◆ **REQUIREMENT 1**
Which lines in the records below contain the word "white"? Filter them out and copy each one.

◆ **QUOTED TEXT**

++++++

Movie 217 – Twelfth Night (1996)
Twelfth Night (1996) – October 3rd, 2010
One of the things I tend to do while watching a movie or writing a review is to poke around IMDB, reading trivia and goofs, looking at the cast and crew, things like that. I avoid the summaries and reviews and oh god, the comments, but I do look at the entries for the movie and then sometimes particular people who were involved, mostly to see what else they’ve done. In movies like this, where the cast is chock full of familiar faces (oh so many), it’s fun to see some of the lesser-known names (and compared to some of the leads, lesser known is somewhat relative). So I was quite pleased to see that the writer and director of this production, Trevor Nunn, was also heavily involved with the minimalist production of Macbeth that we reviewed a couple of weeks back. They’re entirely different productions, but I find that in itself fascinating.

++++++

◆ **REQUIREMENT 2**
Could you extract the passage of the Twelfth Night review above word for word, starting with "Twelfth Night (1996) –" and going on through "in itself fascinating."?

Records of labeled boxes
++++++

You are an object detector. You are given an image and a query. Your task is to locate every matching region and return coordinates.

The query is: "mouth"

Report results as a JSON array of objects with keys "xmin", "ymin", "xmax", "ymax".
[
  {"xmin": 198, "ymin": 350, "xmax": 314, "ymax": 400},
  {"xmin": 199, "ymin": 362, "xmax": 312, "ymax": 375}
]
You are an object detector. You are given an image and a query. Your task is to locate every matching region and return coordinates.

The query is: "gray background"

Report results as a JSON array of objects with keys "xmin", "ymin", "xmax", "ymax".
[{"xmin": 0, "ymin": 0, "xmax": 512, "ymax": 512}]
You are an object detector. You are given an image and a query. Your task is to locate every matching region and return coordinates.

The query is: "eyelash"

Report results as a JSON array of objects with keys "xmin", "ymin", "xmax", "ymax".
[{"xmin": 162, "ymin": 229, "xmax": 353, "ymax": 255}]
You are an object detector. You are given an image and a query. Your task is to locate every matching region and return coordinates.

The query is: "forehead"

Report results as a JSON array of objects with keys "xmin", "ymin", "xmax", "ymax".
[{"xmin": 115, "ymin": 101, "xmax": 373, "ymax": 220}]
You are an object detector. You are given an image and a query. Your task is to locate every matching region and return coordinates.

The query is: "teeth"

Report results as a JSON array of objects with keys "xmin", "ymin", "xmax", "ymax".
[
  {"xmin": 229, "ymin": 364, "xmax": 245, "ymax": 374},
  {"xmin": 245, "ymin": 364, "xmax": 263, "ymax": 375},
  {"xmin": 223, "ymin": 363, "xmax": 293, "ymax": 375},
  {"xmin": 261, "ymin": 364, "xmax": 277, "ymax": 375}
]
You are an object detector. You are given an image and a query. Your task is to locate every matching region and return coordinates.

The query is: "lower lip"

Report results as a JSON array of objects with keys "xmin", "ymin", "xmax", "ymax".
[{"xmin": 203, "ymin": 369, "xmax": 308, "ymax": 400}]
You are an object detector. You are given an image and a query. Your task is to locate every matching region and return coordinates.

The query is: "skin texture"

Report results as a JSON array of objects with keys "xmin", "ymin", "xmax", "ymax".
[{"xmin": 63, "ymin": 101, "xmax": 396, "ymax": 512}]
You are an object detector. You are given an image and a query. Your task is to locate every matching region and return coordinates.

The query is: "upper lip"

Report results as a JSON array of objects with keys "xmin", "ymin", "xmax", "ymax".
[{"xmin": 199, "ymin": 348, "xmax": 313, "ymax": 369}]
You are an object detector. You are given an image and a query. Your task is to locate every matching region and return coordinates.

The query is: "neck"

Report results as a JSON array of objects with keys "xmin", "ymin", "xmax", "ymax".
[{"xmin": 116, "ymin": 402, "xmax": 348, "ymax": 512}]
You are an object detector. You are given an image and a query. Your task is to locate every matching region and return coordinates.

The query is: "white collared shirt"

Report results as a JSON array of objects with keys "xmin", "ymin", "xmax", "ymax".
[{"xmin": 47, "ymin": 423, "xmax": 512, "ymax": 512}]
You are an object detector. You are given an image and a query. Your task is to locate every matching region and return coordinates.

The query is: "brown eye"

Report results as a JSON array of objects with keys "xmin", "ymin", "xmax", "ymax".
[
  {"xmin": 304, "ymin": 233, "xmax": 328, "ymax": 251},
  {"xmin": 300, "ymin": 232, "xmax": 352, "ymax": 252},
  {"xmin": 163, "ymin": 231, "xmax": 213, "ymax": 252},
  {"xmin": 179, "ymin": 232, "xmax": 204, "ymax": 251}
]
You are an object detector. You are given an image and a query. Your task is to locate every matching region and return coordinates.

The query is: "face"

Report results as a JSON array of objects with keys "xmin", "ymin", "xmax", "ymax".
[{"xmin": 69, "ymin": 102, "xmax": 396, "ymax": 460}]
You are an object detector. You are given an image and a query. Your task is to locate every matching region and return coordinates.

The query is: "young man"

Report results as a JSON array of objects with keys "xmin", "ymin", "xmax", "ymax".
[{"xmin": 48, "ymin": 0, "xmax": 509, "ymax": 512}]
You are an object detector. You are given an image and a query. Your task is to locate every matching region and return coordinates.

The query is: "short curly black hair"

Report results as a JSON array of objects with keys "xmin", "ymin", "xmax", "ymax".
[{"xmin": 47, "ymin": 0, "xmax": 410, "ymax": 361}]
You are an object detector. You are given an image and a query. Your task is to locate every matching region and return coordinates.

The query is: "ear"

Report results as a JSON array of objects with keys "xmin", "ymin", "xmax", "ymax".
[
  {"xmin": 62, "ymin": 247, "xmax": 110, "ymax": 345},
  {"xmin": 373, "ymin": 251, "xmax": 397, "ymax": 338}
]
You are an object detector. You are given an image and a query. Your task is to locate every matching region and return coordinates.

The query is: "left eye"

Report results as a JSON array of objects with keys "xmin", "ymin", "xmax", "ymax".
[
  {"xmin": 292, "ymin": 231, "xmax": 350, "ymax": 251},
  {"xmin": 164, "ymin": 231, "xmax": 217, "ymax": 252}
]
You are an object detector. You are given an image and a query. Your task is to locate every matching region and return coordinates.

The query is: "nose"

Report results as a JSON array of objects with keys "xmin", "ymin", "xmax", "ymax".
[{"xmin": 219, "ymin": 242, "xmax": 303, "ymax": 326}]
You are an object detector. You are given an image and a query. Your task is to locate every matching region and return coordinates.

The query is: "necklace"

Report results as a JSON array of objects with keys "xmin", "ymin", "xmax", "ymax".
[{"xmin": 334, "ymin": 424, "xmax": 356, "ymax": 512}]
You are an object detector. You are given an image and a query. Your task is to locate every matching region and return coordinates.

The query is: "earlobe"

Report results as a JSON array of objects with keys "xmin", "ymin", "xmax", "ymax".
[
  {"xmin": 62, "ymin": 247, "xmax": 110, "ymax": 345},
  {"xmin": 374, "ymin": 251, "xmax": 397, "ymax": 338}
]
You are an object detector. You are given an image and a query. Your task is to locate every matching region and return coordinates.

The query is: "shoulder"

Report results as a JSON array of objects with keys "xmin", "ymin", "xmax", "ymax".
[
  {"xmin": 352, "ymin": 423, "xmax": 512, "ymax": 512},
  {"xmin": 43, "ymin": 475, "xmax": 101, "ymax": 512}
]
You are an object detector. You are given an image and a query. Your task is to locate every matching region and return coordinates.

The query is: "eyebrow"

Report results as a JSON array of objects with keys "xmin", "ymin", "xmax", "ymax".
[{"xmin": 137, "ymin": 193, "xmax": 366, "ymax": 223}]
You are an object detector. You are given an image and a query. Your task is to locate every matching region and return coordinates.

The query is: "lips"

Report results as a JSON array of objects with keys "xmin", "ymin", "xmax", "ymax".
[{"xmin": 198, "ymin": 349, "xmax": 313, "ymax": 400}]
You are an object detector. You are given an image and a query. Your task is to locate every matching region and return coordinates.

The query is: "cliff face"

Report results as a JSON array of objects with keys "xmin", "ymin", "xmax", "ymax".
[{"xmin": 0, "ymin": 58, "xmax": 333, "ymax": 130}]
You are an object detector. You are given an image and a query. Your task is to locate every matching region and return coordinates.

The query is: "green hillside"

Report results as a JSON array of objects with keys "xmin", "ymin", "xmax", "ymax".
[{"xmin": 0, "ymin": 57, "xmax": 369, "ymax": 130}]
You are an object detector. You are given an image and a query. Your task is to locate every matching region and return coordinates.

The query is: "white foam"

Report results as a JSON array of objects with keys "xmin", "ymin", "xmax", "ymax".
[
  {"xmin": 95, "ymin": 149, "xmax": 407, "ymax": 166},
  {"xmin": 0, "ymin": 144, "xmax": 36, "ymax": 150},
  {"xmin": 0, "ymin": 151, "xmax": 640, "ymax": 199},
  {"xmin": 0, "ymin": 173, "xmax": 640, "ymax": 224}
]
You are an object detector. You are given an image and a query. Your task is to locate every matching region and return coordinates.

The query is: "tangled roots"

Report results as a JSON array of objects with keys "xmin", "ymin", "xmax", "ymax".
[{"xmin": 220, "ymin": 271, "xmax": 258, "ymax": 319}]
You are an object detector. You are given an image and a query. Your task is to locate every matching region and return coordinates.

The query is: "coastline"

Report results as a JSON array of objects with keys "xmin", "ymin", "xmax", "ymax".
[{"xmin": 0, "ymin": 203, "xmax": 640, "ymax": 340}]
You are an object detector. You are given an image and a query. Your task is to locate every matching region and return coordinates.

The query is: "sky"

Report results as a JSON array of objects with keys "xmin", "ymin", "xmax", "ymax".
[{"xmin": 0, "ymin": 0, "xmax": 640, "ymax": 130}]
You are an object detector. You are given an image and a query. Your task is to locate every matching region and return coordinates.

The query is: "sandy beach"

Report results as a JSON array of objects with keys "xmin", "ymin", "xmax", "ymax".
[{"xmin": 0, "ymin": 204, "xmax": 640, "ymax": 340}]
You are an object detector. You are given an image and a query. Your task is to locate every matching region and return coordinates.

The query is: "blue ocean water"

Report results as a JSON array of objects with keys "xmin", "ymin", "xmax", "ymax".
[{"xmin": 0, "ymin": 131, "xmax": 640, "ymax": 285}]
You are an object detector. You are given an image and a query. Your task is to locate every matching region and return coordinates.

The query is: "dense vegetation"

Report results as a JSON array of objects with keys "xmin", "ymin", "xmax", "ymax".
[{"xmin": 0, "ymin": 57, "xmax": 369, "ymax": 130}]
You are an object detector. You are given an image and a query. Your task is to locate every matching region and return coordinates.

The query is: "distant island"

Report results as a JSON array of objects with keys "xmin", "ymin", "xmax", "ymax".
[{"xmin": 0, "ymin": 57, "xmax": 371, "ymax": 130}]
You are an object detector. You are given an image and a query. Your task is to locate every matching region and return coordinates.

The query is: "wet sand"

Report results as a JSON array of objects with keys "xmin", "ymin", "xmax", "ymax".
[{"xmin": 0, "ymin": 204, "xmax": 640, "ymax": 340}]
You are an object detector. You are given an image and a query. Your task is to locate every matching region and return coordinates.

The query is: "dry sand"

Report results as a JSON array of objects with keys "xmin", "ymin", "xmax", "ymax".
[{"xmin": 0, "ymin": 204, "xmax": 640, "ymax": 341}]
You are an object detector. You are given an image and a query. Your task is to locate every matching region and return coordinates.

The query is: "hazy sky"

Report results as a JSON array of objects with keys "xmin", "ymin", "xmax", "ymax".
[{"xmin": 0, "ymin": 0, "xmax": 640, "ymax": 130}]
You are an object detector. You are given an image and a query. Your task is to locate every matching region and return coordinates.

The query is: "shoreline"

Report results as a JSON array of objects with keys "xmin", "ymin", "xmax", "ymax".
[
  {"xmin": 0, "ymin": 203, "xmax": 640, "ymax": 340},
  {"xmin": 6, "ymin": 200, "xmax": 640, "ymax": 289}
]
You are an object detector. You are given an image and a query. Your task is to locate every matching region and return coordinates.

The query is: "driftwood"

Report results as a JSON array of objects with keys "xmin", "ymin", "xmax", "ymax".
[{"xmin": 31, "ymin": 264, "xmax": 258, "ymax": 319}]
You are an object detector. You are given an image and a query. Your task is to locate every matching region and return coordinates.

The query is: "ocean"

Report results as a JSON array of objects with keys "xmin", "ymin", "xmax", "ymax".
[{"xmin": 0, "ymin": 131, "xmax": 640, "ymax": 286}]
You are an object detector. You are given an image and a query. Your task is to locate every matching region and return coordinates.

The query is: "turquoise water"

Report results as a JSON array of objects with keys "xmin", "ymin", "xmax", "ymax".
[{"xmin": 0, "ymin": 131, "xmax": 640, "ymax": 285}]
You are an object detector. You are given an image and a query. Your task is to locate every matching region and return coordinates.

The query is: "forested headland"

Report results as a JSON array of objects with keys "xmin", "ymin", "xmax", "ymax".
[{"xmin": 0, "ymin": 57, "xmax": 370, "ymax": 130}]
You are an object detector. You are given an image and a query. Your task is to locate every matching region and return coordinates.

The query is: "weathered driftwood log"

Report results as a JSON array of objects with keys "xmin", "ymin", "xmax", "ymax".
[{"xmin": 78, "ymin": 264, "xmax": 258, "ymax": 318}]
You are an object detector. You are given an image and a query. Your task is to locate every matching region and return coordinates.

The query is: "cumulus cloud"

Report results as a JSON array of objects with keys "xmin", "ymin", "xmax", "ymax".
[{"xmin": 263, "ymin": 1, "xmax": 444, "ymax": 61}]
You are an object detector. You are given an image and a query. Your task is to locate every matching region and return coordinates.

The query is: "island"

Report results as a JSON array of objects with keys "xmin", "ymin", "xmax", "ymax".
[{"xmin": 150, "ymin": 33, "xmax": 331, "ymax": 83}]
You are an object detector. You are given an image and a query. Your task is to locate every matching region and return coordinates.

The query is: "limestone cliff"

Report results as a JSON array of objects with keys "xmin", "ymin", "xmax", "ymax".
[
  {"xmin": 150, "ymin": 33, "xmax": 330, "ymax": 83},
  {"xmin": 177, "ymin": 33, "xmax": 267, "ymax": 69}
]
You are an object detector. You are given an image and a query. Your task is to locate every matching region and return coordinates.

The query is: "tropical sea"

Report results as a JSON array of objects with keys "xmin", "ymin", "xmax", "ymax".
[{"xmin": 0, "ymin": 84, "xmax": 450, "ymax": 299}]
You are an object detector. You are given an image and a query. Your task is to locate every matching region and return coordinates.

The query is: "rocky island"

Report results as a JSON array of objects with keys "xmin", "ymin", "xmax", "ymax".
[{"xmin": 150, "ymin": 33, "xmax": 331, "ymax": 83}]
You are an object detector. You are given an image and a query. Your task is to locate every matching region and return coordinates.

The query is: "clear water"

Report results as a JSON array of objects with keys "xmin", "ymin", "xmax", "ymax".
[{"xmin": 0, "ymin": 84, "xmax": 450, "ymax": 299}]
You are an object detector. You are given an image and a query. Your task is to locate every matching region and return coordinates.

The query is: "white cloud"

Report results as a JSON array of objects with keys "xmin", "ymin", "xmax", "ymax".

++++++

◆ **SOLUTION 1**
The query is: "white collared shirt"
The query is: "white foam"
The query is: "white cloud"

◆ **SOLUTION 2**
Twelfth Night (1996) – October 3rd, 2010
One of the things I tend to do while watching a movie or writing a review is to poke around IMDB, reading trivia and goofs, looking at the cast and crew, things like that. I avoid the summaries and reviews and oh god, the comments, but I do look at the entries for the movie and then sometimes particular people who were involved, mostly to see what else they’ve done. In movies like this, where the cast is chock full of familiar faces (oh so many), it’s fun to see some of the lesser-known names (and compared to some of the leads, lesser known is somewhat relative). So I was quite pleased to see that the writer and director of this production, Trevor Nunn, was also heavily involved with the minimalist production of Macbeth that we reviewed a couple of weeks back. They’re entirely different productions, but I find that in itself fascinating.